◆ WHAT IS ASKED:
Copy out each line of the data below without changing a single character.

◆ EXERCISE DATA:

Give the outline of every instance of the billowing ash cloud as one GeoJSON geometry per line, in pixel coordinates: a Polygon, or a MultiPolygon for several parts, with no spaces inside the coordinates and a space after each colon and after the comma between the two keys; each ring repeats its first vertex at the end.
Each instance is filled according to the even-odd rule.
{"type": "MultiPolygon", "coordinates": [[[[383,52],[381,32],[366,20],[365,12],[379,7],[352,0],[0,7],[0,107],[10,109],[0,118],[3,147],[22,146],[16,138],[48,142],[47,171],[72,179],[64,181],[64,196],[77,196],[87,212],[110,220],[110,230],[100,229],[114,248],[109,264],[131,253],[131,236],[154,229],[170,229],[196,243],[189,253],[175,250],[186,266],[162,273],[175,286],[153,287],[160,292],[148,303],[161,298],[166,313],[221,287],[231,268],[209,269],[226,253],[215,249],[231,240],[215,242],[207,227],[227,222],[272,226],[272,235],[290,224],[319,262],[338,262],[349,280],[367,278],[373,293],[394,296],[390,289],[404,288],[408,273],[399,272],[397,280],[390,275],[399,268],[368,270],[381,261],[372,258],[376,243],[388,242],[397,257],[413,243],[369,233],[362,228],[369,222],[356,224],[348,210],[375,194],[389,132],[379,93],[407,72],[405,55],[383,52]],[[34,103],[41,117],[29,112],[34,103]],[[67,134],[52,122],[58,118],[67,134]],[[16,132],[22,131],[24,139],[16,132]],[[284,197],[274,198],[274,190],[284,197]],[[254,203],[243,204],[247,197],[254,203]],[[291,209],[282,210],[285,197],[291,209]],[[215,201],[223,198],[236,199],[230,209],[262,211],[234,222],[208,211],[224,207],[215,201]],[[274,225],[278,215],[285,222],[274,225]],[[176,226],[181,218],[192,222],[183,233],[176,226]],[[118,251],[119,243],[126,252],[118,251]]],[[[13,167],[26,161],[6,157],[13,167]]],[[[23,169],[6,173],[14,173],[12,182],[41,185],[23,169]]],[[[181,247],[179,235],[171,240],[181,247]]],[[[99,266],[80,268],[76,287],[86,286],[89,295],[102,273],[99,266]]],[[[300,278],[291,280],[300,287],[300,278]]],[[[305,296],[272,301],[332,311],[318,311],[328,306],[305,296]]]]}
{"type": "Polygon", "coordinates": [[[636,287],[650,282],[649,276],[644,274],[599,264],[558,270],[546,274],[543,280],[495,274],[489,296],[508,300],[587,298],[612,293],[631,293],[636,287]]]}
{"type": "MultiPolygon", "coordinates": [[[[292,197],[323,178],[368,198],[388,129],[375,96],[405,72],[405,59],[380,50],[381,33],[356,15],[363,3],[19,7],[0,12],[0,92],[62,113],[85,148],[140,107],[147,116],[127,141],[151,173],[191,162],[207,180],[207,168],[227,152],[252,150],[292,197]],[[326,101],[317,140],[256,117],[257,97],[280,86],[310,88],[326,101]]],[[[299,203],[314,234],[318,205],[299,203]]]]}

◆ RESPONSE TO THE EXERCISE:
Give the outline of every instance of the billowing ash cloud as one GeoJSON geometry per line, in pixel coordinates: a Polygon, or a MultiPolygon for several parts, with no spaces inside the coordinates and a space after each colon and after the comma between the two keys; each ring repeats its first vertex at the end.
Each instance is filled according to the even-odd rule.
{"type": "MultiPolygon", "coordinates": [[[[383,52],[381,32],[366,20],[365,12],[379,7],[352,0],[0,7],[0,107],[10,109],[0,118],[3,147],[22,146],[16,138],[48,142],[47,171],[72,179],[64,181],[64,196],[77,196],[87,212],[110,220],[110,230],[100,229],[114,248],[109,264],[131,253],[131,236],[154,229],[170,229],[196,243],[189,253],[175,250],[186,266],[162,273],[175,286],[153,287],[160,292],[148,303],[161,298],[166,313],[221,287],[231,268],[209,269],[226,253],[215,249],[231,240],[215,242],[207,227],[227,222],[272,226],[272,235],[290,224],[319,262],[338,262],[349,280],[367,278],[373,293],[394,296],[390,289],[404,288],[408,273],[399,272],[397,280],[390,275],[399,268],[368,270],[381,261],[372,258],[376,243],[388,242],[397,257],[413,243],[369,233],[362,228],[369,222],[356,224],[348,210],[375,194],[389,132],[379,93],[407,72],[405,55],[383,52]],[[34,103],[41,117],[29,112],[34,103]],[[67,134],[52,122],[58,118],[67,134]],[[16,132],[22,131],[24,139],[16,132]],[[284,197],[274,198],[274,190],[284,197]],[[254,203],[243,204],[247,197],[254,203]],[[291,209],[282,210],[285,197],[291,209]],[[215,201],[223,198],[236,199],[230,209],[262,211],[234,222],[208,211],[224,207],[215,201]],[[274,225],[278,215],[285,222],[274,225]],[[176,226],[181,218],[192,222],[183,233],[176,226]],[[118,251],[119,243],[126,252],[118,251]]],[[[13,167],[26,161],[6,157],[13,167]]],[[[23,169],[6,173],[14,173],[12,182],[41,185],[23,169]]],[[[181,247],[179,235],[171,240],[181,247]]],[[[99,266],[80,268],[76,287],[86,286],[89,295],[102,273],[99,266]]],[[[300,278],[291,280],[300,287],[300,278]]],[[[305,296],[272,301],[332,311],[318,311],[328,306],[305,296]]]]}
{"type": "Polygon", "coordinates": [[[636,287],[650,282],[649,276],[644,274],[599,264],[558,270],[546,274],[543,280],[495,274],[489,296],[508,300],[587,298],[612,293],[631,293],[636,287]]]}
{"type": "MultiPolygon", "coordinates": [[[[292,197],[323,178],[368,198],[388,129],[375,96],[405,72],[405,59],[380,50],[381,33],[356,15],[363,3],[19,7],[0,12],[0,92],[62,113],[85,148],[140,107],[147,116],[127,141],[151,173],[191,162],[207,180],[207,168],[227,152],[252,150],[292,197]],[[326,101],[317,140],[256,117],[257,97],[280,86],[310,88],[326,101]]],[[[299,203],[314,234],[318,205],[299,203]]]]}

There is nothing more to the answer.